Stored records
————————
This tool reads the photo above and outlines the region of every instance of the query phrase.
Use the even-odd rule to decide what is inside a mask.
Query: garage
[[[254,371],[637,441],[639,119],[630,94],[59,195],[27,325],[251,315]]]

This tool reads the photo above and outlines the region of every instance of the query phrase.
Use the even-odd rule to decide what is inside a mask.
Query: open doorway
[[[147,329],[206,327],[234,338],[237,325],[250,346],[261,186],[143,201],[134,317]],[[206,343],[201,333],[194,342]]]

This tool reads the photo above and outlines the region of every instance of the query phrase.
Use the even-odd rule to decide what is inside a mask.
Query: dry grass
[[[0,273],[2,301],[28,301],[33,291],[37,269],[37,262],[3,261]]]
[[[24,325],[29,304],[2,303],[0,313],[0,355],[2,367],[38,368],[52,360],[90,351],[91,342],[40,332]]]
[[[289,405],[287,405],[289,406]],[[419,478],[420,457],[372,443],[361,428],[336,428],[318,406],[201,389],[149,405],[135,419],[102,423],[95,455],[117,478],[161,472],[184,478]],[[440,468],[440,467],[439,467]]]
————————
# AIM OF THE EXERCISE:
Please return the data above exactly as given.

# WRITTEN RESPONSE:
This tool reads the photo above and outlines the region of every instance of the query phrase.
Use the even-odd rule to decide what is inside a mask.
Query: garage
[[[254,371],[637,441],[639,119],[630,94],[59,195],[27,325],[251,315]]]

This tool reads the photo above and outlines the region of every instance of the query phrase.
Use the even-odd rule to decide what is inside a mask.
Query: open doorway
[[[147,329],[206,327],[234,338],[237,325],[250,346],[261,186],[143,201],[134,317]],[[206,343],[201,333],[194,342]]]

This tool reads the photo above and outlines the region of every instance of the query phrase.
Use the even-odd rule to decide what is inside a mask.
Query: dry grass
[[[0,273],[2,301],[28,301],[33,291],[37,269],[37,262],[3,261]]]
[[[24,325],[29,304],[2,303],[0,313],[0,355],[2,367],[38,368],[52,360],[90,351],[91,342],[40,332]]]
[[[289,405],[287,405],[289,406]],[[419,478],[420,457],[372,443],[361,428],[336,428],[318,406],[201,389],[149,405],[135,419],[102,423],[95,455],[117,478],[161,472],[184,478]],[[440,468],[440,467],[439,467]]]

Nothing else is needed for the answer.